[SET EXERCISE]: Pick out and copy every line in the records below that contains the word "shoe".

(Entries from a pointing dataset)
※ ※ ※

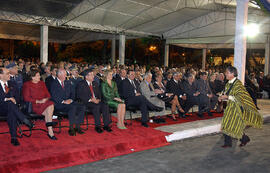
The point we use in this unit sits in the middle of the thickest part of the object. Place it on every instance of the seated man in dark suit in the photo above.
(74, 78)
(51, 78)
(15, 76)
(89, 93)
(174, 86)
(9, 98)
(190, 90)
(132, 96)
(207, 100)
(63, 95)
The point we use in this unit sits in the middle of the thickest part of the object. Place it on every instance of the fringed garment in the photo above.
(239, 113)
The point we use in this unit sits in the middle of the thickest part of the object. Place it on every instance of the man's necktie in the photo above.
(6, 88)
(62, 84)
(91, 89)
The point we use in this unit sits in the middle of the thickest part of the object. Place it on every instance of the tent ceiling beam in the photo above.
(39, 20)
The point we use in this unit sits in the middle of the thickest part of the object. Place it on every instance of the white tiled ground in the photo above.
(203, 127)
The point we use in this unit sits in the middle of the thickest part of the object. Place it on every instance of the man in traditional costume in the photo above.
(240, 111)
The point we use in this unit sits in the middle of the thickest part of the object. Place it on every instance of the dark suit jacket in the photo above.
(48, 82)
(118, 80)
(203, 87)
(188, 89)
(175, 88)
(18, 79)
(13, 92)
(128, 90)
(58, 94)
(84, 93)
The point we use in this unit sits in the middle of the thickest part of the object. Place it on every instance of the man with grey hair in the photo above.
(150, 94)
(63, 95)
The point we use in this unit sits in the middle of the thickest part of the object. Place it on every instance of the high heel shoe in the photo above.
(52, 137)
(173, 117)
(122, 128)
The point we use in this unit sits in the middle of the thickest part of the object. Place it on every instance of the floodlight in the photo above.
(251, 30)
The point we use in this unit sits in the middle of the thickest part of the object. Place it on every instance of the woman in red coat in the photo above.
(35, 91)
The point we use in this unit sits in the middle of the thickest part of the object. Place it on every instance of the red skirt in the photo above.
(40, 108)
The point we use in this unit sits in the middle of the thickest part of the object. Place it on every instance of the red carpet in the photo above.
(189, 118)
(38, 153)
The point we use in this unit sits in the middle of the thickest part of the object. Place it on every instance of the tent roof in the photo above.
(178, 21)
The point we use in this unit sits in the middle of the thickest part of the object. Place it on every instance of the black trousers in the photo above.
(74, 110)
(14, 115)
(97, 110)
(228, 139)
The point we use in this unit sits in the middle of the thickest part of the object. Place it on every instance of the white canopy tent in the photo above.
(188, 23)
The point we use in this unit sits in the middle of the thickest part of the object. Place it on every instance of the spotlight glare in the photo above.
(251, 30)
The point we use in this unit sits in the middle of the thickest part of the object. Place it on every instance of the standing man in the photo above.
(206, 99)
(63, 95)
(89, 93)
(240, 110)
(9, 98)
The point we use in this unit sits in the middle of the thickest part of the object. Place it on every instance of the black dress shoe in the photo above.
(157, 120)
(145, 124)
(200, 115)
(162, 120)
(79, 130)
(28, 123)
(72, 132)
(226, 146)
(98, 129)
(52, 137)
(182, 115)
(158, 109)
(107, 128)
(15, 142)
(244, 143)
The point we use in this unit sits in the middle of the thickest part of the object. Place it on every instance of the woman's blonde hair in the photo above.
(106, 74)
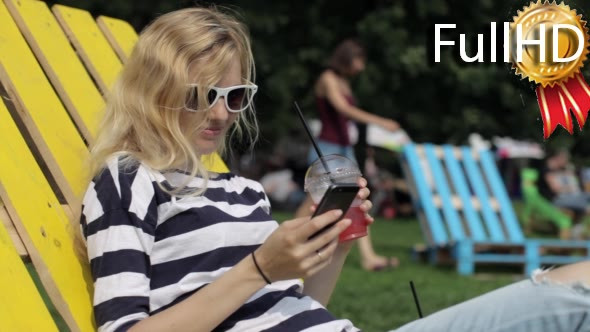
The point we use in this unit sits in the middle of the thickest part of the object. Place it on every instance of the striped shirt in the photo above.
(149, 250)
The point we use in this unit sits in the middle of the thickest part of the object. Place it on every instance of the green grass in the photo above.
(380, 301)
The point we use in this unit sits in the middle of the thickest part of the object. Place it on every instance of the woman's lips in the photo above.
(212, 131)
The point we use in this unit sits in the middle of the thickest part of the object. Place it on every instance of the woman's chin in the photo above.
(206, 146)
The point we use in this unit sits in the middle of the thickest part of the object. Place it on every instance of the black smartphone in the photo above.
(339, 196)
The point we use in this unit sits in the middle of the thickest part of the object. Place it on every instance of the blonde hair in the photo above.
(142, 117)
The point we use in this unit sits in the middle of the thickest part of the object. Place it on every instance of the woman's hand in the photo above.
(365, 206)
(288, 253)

※ ※ ※

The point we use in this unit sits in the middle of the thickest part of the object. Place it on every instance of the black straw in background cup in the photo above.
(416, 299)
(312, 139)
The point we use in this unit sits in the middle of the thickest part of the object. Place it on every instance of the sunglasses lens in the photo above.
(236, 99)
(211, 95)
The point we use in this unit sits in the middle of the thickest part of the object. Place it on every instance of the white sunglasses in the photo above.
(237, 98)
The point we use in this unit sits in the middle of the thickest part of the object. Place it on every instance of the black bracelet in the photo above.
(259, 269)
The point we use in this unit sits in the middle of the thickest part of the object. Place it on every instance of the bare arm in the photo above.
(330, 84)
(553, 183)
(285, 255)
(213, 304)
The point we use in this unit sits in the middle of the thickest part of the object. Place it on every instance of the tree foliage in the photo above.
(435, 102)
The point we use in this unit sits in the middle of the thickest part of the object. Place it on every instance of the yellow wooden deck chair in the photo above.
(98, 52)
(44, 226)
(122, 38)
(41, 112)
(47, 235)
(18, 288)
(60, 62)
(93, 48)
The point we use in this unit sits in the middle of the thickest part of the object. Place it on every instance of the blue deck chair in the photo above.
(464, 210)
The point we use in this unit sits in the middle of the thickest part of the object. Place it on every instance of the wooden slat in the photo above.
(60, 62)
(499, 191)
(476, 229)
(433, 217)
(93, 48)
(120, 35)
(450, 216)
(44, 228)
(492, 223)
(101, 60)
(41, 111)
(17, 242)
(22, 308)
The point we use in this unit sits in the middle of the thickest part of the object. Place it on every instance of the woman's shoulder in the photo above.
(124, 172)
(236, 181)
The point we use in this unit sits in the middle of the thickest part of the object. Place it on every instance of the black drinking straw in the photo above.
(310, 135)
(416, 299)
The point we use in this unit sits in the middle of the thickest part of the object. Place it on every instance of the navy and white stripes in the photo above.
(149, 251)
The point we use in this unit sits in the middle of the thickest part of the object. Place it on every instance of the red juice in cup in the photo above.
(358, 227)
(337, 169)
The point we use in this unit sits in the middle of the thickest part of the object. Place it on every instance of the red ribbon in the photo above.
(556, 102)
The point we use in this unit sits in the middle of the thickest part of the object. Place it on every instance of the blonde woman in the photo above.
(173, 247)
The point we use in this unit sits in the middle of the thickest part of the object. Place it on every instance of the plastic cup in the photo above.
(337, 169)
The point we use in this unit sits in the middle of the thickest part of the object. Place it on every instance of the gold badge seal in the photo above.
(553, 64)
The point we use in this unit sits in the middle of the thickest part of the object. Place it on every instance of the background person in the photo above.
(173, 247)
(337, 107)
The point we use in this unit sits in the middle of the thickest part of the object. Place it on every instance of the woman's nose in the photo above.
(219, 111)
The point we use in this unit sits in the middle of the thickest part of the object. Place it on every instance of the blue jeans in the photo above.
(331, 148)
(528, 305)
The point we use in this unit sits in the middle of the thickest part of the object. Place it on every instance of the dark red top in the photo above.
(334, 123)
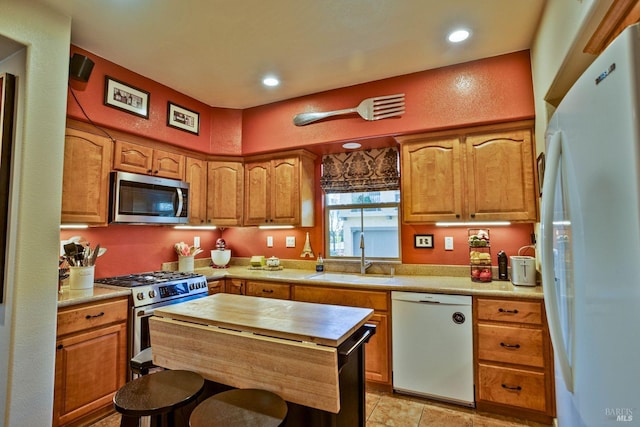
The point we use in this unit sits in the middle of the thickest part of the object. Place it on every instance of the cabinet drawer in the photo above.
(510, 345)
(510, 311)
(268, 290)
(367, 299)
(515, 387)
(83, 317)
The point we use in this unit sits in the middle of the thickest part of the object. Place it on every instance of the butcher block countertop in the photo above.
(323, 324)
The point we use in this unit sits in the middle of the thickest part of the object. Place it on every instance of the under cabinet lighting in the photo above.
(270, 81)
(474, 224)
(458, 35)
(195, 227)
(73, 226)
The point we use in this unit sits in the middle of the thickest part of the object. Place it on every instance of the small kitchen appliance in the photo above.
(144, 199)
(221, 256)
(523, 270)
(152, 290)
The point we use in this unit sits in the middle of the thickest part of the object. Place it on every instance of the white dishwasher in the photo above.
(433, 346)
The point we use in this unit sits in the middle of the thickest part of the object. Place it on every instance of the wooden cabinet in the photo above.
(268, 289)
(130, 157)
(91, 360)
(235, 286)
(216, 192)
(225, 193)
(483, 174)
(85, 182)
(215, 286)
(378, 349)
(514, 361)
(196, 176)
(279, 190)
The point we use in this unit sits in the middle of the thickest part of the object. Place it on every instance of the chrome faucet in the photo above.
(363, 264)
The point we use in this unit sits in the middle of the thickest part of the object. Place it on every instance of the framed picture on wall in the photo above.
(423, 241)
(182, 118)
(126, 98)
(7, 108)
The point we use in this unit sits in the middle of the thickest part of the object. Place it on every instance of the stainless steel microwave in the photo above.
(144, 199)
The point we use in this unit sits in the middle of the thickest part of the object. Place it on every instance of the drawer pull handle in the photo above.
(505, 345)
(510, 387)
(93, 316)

※ ※ ※

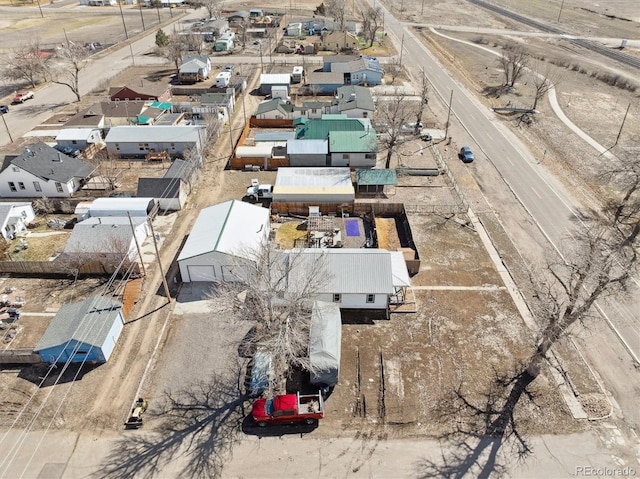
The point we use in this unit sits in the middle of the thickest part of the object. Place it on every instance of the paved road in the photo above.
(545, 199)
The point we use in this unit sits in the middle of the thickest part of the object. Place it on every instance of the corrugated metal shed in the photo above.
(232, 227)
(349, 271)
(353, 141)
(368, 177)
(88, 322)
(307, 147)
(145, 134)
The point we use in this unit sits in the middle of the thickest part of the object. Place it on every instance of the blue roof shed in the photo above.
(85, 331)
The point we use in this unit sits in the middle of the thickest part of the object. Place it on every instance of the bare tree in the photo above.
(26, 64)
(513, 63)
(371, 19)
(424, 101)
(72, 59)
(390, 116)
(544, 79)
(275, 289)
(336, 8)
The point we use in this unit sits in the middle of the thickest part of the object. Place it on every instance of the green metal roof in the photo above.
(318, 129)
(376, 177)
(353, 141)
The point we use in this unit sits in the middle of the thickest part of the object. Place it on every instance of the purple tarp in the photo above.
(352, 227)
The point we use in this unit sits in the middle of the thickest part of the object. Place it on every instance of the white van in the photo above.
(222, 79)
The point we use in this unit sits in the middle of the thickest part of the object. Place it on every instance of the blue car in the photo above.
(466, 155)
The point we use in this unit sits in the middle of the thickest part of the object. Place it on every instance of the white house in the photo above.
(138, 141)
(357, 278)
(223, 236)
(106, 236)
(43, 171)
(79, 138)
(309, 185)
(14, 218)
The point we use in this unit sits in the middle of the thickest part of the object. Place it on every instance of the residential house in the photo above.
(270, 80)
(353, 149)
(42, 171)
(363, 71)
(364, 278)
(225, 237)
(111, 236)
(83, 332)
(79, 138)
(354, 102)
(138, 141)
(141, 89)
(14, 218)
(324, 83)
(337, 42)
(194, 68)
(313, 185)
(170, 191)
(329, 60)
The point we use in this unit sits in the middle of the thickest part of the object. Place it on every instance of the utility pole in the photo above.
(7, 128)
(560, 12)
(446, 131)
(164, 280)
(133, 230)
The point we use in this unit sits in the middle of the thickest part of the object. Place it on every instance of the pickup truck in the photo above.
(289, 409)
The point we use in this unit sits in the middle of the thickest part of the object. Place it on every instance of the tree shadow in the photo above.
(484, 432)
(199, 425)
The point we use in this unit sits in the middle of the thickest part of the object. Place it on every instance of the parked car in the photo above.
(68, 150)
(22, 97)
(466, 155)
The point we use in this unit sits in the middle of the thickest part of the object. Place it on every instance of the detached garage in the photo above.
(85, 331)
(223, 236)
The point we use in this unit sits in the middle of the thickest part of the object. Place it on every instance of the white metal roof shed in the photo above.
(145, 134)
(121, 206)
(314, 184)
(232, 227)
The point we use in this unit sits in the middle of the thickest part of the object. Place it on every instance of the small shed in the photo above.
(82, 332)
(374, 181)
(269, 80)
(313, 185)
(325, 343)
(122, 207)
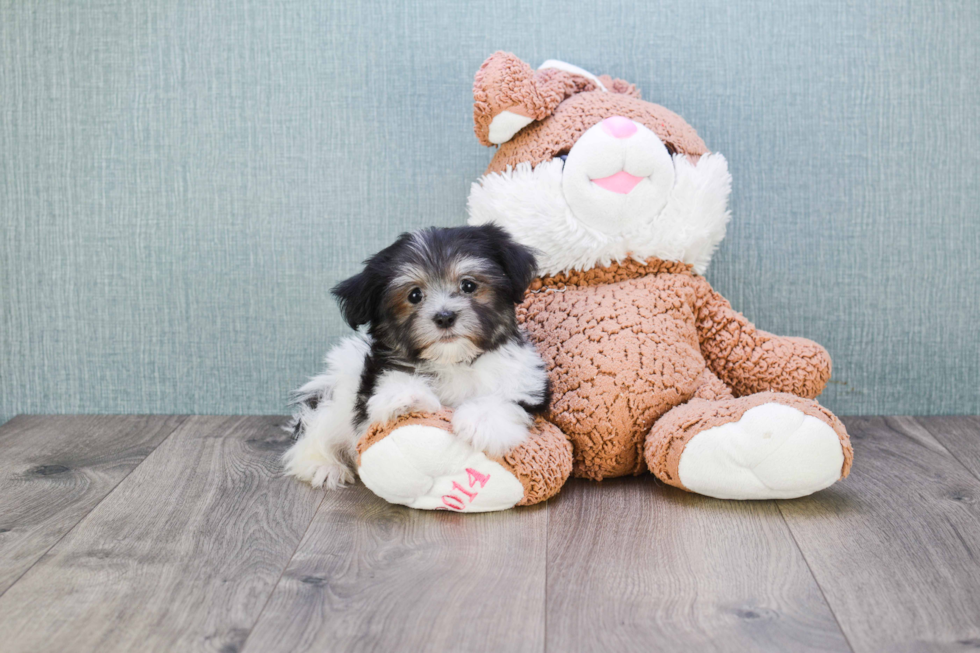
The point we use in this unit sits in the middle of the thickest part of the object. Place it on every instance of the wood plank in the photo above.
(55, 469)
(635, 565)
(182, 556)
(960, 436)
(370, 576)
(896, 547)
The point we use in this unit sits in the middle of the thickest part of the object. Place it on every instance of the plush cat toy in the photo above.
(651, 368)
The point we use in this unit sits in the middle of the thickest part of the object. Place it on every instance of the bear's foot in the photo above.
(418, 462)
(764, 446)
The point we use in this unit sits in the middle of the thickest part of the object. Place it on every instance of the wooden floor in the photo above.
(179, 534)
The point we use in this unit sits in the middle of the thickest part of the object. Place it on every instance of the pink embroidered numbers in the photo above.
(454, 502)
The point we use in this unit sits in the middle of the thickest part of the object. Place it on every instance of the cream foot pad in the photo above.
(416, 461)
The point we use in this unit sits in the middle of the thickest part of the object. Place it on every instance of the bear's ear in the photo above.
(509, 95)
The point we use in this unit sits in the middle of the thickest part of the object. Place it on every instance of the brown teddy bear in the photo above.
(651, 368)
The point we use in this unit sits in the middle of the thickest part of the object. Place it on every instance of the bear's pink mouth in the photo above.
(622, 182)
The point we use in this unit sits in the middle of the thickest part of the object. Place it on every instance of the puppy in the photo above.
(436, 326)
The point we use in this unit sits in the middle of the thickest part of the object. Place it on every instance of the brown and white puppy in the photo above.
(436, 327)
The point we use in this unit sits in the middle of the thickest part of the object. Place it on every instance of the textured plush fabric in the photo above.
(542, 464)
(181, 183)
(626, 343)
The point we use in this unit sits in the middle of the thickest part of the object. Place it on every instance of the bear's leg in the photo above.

※ ※ ※

[COMPLETED EXERCISE]:
The point we use in this unit sits in the middle of the thickest part of the object. Place it on every instance of the high heel shoe in the photo above.
The point we use in this unit sits in the middle of the thickest part of the object. Place it on every instance of the black dress shoe in the photo above.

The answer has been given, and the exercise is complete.